* start Records shown *

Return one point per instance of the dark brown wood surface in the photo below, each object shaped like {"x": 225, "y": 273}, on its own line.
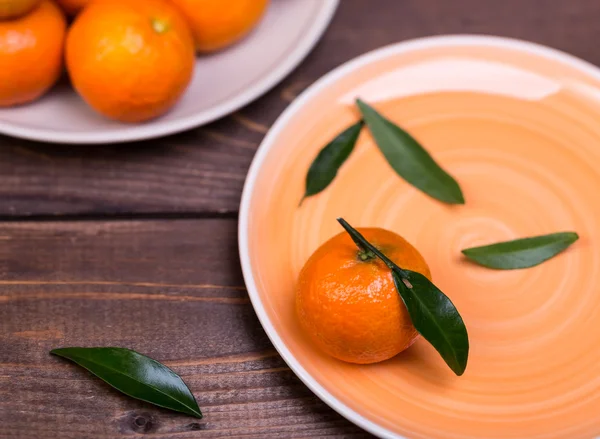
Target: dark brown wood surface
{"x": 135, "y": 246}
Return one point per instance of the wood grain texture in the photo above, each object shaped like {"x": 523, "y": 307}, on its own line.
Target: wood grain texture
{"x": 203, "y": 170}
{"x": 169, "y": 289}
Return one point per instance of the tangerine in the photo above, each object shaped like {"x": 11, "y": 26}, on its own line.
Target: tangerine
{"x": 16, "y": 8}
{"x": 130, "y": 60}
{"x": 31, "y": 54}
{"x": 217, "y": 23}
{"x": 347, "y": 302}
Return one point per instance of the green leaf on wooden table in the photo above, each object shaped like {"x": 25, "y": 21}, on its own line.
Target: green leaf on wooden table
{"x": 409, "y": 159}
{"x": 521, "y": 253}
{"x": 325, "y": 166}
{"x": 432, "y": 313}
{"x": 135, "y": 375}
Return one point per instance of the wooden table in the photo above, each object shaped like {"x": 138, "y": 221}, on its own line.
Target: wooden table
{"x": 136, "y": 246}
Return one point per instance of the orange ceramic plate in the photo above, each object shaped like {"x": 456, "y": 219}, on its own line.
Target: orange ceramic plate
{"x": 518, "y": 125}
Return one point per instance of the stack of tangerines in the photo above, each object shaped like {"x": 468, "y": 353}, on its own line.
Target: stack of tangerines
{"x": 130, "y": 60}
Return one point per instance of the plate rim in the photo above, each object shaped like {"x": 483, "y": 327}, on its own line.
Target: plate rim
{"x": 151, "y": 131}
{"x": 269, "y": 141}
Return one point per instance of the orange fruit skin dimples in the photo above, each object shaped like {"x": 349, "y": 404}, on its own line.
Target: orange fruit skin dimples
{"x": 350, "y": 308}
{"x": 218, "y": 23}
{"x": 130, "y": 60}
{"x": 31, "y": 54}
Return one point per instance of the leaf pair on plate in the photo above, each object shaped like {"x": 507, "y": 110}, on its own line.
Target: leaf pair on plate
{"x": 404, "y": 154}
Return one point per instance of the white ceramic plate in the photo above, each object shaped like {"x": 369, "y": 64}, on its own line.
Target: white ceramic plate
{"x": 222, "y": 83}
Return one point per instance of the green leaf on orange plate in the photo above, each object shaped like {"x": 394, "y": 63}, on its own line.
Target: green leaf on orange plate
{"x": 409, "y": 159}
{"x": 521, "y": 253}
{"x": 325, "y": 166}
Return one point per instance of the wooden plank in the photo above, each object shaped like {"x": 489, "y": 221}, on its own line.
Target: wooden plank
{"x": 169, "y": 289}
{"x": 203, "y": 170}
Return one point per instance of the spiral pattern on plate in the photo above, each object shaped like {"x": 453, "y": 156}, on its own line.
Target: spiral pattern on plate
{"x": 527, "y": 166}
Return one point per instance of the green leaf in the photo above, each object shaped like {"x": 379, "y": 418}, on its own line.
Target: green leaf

* end Records shown *
* start Records shown *

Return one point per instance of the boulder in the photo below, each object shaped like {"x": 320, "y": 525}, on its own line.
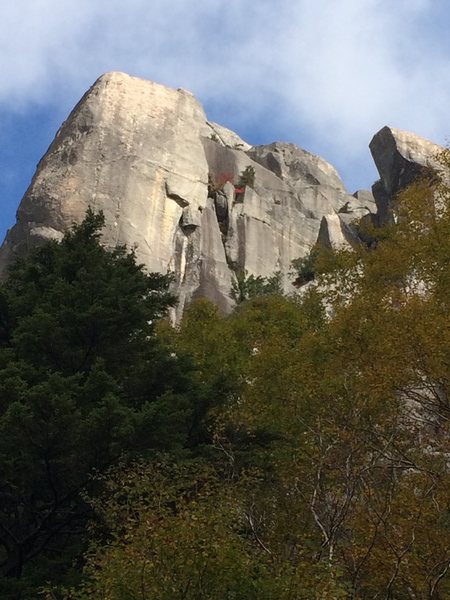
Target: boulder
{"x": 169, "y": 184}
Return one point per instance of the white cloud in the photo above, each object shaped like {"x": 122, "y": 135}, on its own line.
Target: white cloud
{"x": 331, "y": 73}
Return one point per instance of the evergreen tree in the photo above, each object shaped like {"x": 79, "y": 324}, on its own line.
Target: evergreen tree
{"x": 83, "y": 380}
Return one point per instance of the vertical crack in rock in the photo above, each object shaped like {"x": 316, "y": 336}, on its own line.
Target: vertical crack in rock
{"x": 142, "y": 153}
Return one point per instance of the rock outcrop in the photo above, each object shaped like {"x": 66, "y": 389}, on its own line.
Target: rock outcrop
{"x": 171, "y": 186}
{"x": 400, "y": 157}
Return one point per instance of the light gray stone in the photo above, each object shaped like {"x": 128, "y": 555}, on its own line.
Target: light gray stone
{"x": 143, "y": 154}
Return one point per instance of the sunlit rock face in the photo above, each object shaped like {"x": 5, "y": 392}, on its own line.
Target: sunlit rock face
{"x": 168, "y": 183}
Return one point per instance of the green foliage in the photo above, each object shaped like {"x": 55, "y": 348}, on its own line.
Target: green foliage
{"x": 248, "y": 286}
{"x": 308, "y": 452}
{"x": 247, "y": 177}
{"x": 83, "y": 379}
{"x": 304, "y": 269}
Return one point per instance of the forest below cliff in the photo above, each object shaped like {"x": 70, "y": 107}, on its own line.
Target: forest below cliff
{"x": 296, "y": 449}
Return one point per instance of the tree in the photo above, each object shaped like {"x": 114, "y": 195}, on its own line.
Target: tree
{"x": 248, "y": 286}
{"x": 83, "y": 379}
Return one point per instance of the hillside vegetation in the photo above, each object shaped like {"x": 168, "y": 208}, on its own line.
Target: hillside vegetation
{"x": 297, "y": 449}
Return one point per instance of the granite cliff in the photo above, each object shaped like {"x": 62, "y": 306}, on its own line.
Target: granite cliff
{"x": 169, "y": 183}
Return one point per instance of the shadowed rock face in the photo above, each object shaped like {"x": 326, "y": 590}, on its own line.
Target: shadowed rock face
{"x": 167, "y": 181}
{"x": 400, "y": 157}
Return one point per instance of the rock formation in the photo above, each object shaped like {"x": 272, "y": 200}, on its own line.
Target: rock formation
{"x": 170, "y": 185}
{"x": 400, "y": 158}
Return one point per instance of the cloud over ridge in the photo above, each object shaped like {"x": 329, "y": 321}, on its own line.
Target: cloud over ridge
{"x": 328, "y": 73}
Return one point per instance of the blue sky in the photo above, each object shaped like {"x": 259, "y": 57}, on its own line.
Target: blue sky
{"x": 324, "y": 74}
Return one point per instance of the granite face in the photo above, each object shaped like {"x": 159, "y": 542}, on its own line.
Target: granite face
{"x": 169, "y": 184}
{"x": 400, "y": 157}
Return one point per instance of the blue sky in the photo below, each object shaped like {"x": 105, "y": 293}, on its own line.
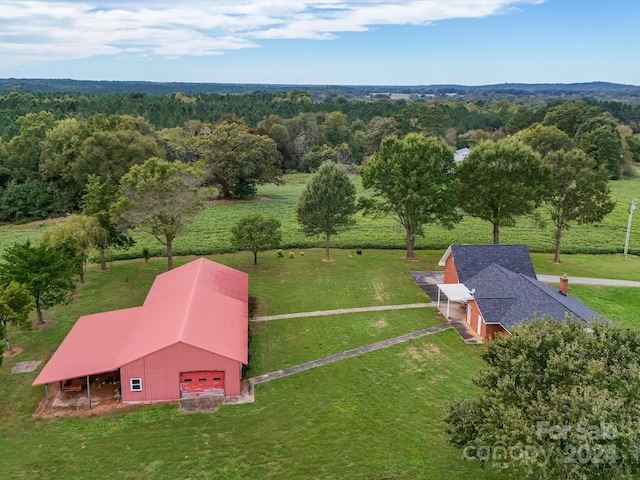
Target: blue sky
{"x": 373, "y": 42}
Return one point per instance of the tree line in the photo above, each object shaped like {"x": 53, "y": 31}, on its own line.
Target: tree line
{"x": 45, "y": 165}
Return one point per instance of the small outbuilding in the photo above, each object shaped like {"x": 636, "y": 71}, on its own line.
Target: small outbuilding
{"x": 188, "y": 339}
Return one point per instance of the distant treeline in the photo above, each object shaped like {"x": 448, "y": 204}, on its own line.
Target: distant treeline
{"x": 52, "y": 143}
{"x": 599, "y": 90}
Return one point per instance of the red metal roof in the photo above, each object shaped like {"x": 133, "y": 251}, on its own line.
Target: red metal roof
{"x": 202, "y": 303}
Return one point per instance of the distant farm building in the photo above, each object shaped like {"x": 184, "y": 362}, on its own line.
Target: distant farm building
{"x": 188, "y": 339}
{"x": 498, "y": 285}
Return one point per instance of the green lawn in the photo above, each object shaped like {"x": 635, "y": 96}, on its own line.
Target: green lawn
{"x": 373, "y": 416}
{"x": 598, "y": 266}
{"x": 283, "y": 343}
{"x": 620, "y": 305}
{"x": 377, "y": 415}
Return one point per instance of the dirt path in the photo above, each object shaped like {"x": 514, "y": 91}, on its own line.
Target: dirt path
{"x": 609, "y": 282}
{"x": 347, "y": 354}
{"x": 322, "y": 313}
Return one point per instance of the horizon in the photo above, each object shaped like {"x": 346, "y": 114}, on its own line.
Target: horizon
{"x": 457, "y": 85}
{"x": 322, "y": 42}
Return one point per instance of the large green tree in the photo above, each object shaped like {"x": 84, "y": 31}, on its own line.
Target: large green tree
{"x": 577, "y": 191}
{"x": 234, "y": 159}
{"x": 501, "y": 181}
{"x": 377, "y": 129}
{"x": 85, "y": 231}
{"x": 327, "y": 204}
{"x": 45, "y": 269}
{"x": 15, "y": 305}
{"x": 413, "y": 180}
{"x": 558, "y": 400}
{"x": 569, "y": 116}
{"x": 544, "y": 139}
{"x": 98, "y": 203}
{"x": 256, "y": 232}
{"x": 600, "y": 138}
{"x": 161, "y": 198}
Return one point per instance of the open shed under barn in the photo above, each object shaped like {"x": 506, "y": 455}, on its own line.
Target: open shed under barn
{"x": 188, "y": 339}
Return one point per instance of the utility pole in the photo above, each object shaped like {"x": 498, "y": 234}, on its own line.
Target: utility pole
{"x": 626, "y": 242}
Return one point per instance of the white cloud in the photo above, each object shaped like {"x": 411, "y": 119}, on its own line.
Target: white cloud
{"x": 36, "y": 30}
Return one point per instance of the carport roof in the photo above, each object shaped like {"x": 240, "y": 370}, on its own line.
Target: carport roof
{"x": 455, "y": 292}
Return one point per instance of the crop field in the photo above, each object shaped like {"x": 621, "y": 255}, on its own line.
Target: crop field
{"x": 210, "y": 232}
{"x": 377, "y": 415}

* end Records shown *
* start Records shown *

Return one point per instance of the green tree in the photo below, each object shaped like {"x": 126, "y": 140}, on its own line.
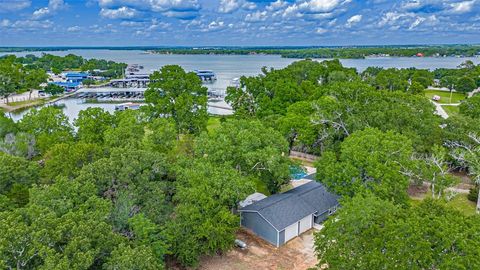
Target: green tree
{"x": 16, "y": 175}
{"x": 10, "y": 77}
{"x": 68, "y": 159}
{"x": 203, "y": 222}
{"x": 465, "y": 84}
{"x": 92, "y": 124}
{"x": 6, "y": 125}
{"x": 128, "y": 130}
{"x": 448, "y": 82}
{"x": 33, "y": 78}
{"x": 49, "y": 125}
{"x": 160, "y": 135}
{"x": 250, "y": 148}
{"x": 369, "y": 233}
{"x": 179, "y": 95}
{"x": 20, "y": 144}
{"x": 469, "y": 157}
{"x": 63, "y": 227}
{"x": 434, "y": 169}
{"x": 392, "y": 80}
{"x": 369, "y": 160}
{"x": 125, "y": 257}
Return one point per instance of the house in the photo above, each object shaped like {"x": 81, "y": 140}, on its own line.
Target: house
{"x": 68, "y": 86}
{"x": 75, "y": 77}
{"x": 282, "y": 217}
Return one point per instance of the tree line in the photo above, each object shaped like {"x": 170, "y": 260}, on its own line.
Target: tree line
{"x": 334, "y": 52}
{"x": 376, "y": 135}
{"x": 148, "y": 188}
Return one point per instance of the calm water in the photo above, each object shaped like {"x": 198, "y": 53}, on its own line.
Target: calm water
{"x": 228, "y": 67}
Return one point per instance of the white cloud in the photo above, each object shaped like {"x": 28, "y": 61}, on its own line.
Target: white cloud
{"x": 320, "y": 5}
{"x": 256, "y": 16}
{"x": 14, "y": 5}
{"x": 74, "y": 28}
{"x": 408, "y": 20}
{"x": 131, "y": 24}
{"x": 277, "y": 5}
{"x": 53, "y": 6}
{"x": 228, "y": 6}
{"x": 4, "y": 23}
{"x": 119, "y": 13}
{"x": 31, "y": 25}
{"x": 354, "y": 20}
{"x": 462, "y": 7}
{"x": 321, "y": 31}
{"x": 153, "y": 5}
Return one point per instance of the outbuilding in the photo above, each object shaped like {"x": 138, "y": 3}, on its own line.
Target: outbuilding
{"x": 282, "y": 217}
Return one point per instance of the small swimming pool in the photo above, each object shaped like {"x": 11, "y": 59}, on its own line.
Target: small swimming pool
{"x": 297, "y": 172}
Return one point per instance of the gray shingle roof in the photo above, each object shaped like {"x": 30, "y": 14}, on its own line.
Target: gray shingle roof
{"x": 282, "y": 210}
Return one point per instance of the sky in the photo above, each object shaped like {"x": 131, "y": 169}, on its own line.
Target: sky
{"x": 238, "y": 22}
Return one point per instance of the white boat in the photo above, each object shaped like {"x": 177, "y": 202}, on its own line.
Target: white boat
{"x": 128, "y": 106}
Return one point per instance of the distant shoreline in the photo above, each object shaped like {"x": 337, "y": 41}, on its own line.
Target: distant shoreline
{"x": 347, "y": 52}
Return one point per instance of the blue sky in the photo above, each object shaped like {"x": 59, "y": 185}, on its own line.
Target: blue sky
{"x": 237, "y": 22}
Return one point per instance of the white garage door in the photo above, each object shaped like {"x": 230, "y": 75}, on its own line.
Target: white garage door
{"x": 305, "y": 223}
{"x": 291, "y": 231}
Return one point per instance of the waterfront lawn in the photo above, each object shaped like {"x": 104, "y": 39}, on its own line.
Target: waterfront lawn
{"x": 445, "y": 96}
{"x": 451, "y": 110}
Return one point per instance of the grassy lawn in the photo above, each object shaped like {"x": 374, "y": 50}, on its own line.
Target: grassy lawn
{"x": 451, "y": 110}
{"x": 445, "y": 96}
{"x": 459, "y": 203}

* end Records shown *

Requirements
Find every line in the records above that contains the string "boat", matching case exactly, and copy each of those lines in full.

Result
Return one point per instance of the white boat in the photo above, each object shaped like {"x": 177, "y": 202}, on its own line.
Target: white boat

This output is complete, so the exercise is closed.